Work order: Nothing in the entries may be dropped: restate them word for word.

Supplied material:
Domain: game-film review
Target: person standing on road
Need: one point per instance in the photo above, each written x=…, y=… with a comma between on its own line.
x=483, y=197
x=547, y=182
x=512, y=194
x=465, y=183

Task response:
Domain: game-film review
Target: person standing on road
Need: one point per instance in the photo above, each written x=…, y=… with a comma between on its own line.
x=483, y=197
x=547, y=182
x=512, y=194
x=465, y=183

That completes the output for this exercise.